- _WHAT YOU WILL DO_:
Your answer should be a single number, the count of lines in the material with the string "sign".

- _DATA EXTRACTS_:
-------

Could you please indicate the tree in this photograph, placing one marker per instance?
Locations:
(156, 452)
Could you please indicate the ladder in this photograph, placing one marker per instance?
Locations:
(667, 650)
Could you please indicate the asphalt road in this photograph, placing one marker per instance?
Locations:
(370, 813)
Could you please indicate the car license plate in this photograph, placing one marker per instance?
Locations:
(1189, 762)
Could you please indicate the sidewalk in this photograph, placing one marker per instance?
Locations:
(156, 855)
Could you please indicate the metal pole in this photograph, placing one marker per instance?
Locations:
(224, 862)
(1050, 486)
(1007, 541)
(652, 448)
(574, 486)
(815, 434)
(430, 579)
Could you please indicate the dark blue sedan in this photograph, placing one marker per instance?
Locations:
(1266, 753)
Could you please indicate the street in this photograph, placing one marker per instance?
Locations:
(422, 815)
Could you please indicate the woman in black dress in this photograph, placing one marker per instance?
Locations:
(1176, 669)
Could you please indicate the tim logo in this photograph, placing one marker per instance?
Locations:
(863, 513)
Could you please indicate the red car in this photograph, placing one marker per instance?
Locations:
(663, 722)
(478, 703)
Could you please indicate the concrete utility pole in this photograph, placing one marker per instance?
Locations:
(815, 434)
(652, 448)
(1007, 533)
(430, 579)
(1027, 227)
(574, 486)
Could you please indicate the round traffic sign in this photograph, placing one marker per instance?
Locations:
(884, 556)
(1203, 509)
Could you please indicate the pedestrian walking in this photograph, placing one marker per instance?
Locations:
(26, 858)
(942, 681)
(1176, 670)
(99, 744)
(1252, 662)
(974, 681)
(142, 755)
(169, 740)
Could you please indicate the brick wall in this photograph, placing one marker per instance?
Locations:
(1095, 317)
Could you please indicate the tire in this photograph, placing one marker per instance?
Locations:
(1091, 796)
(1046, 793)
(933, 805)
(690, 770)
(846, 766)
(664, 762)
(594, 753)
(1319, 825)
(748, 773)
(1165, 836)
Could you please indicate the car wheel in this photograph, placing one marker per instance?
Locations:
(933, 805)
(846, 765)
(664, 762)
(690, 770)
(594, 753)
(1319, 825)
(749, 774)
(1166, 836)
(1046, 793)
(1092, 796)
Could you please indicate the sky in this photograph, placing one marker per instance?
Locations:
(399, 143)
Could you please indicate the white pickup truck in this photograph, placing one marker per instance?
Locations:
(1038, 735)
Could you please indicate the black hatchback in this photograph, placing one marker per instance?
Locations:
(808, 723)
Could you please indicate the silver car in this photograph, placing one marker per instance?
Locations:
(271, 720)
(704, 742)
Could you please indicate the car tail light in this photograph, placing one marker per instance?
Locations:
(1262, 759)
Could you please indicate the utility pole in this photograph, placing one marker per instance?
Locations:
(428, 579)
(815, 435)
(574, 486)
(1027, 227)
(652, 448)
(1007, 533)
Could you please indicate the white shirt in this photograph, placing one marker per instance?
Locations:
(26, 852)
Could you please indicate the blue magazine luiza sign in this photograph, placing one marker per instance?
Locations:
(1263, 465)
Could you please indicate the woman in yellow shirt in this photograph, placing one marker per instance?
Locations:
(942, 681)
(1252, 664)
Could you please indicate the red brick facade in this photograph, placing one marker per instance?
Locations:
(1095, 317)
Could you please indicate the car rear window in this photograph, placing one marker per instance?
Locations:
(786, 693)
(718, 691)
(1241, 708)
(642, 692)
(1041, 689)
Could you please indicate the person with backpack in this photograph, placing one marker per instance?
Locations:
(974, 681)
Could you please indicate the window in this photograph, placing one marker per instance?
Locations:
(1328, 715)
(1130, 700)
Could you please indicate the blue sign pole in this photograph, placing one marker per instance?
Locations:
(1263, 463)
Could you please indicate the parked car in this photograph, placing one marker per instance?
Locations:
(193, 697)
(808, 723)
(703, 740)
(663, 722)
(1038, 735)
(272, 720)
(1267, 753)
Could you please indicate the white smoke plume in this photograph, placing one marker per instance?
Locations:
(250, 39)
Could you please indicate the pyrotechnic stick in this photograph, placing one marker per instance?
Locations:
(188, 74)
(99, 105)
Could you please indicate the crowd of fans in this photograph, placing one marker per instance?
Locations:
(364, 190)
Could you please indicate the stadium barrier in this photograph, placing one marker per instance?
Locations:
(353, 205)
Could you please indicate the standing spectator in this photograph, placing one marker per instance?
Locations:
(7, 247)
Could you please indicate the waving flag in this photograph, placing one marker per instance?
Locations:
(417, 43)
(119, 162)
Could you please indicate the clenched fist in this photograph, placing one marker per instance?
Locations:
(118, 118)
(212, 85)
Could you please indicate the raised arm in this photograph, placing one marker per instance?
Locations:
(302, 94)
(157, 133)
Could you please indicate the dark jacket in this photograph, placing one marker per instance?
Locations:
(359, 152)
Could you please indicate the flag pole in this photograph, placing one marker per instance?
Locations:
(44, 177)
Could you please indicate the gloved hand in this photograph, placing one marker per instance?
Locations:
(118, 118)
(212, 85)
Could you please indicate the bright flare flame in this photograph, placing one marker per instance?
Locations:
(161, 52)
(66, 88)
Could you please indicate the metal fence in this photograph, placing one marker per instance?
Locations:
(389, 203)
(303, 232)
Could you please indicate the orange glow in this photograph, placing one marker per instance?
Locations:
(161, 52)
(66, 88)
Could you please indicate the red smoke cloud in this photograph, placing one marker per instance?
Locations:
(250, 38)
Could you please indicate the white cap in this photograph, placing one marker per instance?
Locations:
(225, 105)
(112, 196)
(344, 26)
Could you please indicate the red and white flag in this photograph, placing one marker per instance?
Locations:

-------

- _SOLVED PROBLEM_:
3